*** Opening GIVEN TEXT ***
Part 1 of the “What do my treatment options mean?” series ….
When one begins the journey of looking at fertility treatments, it can be very overwhelming, so we are going to do a series of posts on what that information means for you.
In general, if you are not getting pregnant, there are a myriad of choices available to you. Let’s break them down and look at their overall SUCCESS RATES.
First, let’s look at what “Success Rate” can mean. “Success” can refer to actually getting pregnant (urine/blood hCG test), or a successful LIVE birth. Depending on your age, miscarriage risks can significantly change pregnancy rates versus live birth rates. There is considerable data on miscarriage risks (after a documented pregnancy) based on age:
In general, live birth rates are much better tracked by the CDC for IVF treatments than for non-surgical fertility treatments. Keep in mind that, because of this, there are not consistent comparisons between treatment success rates.
These are the treatment options available:
- Timed Intercourse (TI) is exactly what it sounds like: Having intercourse timed to a woman’s ovulation. This is the “natural” method, and what most of our patients have been doing (sometimes for YEARS) before they come to us. TI can be done with our without medications like Clomid or Letrozole. A woman’s age makes a significant difference in these chances each month: At age 30, the chance of conceiving each month is about 20%, but at age 40, the chance is about 5%. Additionally, a man’s age has an impact on conception: It can take 5 times as long to conceive a pregnancy if a man is over 45 years of age, than if he is 25.
- Intrauterine Insemination (IUI) is the form of treatment where a man’s sperm is “washed” (aka prepared) and then placed inside a woman’s uterus. This procedure is done at a specific time in a woman’s cycle and gets the sperm and egg closer to each other. It bypasses the vagina, the cervical mucus, the cervix, and some of the uterus. The sperm then need to swim up into the fallopian tubes, find the egg, and fertilize it. The fertilized egg (“embryo”) then travels back to the uterus for implantation. An IVF center in Chicago studied couples under 35 who had normal fertility testing and no pregnancies in 2 years. They found that IUIs resulted in a pregnancy 7% of the time. If Clomid was given with IUI, the pregnancy rate per month was 9%.
*** Closing GIVEN TEXT ***
* WORK TO COMPLETE *
1) According to the fertility post, what is the monthly chance of conceiving through timed intercourse at age 40?
2) In the fertility post, swap "uterus" for "womb" in the passage starting at "- Intrauterine Insemination" and ending at "month was 9%.", and give that passage.
3) Why does the fertility post say there are no consistent comparisons between treatment success rates?
The data after this point plays no part in this work.
*** Opening INFORMATION SHOWN ***
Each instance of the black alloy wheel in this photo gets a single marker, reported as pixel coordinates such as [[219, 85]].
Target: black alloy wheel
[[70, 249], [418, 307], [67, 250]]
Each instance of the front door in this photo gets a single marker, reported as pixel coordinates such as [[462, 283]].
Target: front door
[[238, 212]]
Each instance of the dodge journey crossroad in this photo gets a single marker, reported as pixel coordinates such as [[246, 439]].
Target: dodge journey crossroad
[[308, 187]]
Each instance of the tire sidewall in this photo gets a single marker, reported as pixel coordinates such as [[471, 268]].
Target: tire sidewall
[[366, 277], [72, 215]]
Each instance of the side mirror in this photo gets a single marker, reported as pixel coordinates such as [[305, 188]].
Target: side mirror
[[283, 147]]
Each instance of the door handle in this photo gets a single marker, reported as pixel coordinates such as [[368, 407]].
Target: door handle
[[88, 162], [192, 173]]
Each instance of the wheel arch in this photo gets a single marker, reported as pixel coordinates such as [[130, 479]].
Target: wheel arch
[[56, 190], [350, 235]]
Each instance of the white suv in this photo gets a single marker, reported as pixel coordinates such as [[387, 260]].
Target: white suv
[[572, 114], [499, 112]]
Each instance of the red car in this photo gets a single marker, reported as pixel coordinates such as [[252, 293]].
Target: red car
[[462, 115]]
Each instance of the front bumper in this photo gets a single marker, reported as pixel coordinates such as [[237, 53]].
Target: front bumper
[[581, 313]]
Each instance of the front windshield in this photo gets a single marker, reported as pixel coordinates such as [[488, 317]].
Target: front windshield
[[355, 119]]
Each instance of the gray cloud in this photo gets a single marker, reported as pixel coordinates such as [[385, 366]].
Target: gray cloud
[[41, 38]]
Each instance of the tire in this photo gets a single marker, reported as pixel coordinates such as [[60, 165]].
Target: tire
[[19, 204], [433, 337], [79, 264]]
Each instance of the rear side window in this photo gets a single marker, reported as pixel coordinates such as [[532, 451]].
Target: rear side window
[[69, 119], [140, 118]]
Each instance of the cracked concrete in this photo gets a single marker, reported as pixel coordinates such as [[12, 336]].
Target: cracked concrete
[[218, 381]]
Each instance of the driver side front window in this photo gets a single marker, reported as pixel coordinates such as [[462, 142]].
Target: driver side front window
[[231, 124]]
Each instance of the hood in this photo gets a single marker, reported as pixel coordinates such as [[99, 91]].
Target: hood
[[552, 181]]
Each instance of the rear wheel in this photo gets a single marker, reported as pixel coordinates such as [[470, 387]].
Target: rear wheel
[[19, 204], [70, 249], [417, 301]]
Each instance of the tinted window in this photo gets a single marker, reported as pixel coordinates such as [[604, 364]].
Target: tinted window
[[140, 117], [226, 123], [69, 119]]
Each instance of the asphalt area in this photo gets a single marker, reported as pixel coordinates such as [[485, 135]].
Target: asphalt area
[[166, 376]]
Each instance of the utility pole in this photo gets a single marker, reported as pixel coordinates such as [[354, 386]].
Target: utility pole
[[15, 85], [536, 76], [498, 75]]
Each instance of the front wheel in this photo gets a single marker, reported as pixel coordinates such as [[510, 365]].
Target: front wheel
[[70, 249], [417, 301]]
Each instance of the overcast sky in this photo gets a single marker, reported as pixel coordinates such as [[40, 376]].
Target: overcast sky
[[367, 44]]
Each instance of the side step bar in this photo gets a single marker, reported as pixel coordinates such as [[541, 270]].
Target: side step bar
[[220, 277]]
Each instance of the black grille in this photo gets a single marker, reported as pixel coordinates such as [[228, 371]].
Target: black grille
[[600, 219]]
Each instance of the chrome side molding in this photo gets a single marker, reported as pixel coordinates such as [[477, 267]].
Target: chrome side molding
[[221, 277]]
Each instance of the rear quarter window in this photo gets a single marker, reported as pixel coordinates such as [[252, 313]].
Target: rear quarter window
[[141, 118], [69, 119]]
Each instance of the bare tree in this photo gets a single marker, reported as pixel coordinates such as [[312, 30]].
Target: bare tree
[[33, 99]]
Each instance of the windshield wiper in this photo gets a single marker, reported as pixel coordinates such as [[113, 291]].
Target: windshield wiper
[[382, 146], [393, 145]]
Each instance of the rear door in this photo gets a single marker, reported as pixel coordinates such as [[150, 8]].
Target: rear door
*** Closing INFORMATION SHOWN ***
*** Opening INFORMATION SHOWN ***
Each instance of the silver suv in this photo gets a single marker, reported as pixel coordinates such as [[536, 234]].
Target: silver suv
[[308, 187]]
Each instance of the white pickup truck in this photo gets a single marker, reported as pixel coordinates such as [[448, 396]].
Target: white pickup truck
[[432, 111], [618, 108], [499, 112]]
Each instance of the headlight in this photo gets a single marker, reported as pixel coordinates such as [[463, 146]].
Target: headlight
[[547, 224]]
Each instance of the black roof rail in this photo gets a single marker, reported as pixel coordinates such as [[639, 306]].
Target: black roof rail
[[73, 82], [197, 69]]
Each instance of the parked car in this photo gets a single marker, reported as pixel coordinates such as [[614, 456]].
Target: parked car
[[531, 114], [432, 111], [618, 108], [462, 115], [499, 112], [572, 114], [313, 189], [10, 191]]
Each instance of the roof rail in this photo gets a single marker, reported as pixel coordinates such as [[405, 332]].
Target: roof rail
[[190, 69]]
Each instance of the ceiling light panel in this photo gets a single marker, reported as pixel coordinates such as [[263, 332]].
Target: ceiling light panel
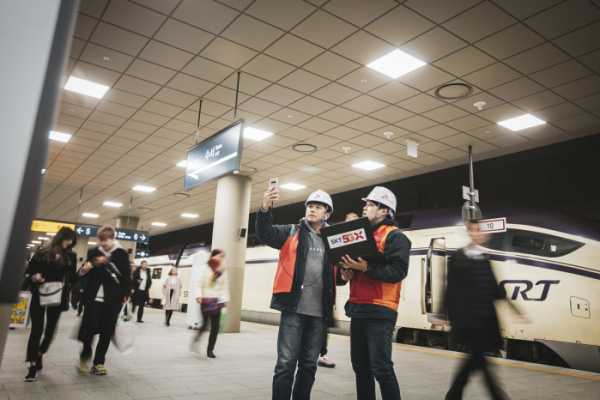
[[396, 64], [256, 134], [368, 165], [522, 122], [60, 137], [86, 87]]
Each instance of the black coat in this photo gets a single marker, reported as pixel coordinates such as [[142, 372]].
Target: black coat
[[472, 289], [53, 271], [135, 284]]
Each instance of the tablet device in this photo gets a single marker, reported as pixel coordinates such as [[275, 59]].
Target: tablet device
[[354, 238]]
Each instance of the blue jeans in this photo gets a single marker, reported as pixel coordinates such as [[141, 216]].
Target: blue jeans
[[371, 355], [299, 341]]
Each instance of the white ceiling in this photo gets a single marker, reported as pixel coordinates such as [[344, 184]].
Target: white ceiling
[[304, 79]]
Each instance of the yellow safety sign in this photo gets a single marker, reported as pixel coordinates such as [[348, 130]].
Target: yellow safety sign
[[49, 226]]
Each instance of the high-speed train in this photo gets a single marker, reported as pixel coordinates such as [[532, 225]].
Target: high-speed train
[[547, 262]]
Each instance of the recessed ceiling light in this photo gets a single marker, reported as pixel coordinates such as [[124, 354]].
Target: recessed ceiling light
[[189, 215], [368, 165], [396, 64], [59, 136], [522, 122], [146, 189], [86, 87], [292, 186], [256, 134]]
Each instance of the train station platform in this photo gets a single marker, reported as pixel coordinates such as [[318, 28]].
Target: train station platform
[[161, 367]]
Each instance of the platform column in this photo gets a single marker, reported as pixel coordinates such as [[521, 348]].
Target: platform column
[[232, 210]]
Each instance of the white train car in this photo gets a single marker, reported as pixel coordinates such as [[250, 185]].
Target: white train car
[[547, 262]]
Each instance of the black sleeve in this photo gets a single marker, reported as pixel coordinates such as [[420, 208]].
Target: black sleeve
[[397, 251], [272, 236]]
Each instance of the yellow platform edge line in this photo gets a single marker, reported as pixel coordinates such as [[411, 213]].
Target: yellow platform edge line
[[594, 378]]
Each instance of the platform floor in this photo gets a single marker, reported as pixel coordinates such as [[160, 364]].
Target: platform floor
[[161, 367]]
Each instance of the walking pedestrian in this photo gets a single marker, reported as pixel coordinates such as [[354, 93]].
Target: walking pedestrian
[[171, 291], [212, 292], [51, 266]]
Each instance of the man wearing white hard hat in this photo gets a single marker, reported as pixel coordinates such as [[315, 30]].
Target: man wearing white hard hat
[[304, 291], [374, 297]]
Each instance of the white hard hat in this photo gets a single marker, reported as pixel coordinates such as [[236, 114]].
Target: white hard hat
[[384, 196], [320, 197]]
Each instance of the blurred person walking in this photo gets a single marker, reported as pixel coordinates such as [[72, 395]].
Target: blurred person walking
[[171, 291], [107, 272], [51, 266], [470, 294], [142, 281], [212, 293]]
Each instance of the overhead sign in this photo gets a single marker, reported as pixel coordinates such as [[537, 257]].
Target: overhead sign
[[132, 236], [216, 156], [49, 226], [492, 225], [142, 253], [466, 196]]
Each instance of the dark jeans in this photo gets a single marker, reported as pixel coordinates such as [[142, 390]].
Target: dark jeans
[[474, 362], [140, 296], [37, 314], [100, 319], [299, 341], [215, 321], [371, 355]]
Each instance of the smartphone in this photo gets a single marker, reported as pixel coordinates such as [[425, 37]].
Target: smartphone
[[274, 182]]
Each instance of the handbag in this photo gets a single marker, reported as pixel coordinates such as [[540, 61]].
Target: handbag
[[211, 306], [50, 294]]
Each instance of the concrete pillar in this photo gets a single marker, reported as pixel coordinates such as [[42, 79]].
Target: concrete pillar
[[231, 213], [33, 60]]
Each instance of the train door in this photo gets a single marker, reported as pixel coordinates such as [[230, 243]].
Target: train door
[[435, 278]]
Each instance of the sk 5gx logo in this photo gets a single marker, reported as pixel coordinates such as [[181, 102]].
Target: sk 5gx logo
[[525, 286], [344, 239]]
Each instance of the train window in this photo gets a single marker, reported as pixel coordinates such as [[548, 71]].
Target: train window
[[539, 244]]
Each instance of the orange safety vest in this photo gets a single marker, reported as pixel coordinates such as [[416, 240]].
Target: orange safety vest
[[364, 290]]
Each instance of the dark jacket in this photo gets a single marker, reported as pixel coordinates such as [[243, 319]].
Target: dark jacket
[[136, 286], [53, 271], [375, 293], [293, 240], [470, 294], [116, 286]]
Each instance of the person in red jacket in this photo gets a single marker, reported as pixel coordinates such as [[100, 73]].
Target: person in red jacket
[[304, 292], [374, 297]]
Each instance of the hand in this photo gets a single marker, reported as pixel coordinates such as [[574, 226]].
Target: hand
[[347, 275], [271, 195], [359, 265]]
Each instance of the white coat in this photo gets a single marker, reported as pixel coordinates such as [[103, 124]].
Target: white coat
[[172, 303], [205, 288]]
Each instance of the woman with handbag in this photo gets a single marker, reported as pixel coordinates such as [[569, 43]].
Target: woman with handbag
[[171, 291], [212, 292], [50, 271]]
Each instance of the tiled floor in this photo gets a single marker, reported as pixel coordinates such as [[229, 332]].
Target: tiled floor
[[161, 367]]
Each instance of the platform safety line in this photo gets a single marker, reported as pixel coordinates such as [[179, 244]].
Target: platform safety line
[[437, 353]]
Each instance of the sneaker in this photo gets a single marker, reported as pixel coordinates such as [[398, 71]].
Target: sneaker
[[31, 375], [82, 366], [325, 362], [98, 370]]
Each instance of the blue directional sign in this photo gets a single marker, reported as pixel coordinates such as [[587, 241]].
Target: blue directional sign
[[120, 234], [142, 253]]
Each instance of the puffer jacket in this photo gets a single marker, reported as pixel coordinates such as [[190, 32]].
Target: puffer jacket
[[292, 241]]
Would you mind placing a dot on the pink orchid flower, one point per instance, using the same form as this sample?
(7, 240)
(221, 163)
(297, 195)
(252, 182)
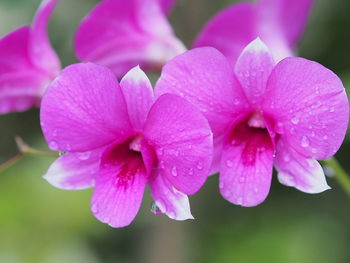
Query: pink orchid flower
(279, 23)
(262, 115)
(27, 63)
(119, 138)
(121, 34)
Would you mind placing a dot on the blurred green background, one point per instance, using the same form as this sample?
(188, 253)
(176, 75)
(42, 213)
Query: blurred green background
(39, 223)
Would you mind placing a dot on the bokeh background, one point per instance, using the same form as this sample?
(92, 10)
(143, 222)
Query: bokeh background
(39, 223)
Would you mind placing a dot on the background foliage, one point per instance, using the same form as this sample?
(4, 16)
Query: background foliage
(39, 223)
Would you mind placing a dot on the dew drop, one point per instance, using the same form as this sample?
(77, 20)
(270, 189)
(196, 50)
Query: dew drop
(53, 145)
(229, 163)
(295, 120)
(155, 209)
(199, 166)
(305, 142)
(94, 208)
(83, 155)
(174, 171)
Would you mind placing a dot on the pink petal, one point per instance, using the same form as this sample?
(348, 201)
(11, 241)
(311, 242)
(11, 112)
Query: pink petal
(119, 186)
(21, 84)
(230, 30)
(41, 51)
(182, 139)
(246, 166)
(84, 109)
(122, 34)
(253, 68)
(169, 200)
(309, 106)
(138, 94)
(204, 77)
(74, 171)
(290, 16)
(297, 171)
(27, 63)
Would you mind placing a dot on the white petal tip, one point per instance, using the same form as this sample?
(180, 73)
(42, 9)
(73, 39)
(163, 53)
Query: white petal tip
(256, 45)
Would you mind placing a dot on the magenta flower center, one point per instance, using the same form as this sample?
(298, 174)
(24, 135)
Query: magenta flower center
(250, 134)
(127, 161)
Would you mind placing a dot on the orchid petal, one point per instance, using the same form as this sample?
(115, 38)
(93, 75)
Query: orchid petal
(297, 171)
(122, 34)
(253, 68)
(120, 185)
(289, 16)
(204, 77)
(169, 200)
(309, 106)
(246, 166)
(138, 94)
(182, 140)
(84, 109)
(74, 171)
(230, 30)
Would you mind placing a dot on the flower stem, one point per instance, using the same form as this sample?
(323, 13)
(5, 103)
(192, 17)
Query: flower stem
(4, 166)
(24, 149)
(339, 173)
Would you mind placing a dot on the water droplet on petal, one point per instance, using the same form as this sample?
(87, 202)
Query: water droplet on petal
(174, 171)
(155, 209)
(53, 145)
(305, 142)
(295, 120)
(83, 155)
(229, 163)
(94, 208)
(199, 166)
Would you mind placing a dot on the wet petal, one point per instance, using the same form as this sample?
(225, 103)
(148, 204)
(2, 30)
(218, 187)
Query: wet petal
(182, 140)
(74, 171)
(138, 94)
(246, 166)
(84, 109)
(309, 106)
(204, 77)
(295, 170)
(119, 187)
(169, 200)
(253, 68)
*** Closing INFORMATION SHOWN ***
* TASK-BY-TASK ANSWERS *
1) About 5%.

2)
- Intrauterine Insemination (IUI) is the form of treatment where a man’s sperm is “washed” (aka prepared) and then placed inside a woman’s womb. This procedure is done at a specific time in a woman’s cycle and gets the sperm and egg closer to each other. It bypasses the vagina, the cervical mucus, the cervix, and some of the womb. The sperm then need to swim up into the fallopian tubes, find the egg, and fertilize it. The fertilized egg (“embryo”) then travels back to the womb for implantation. An IVF center in Chicago studied couples under 35 who had normal fertility testing and no pregnancies in 2 years. They found that IUIs resulted in a pregnancy 7% of the time. If Clomid was given with IUI, the pregnancy rate per month was 9%.

3) The CDC tracks live birth rates much better for IVF treatments than for non-surgical fertility treatments. Because of this, success rates across treatments can't be compared consistently.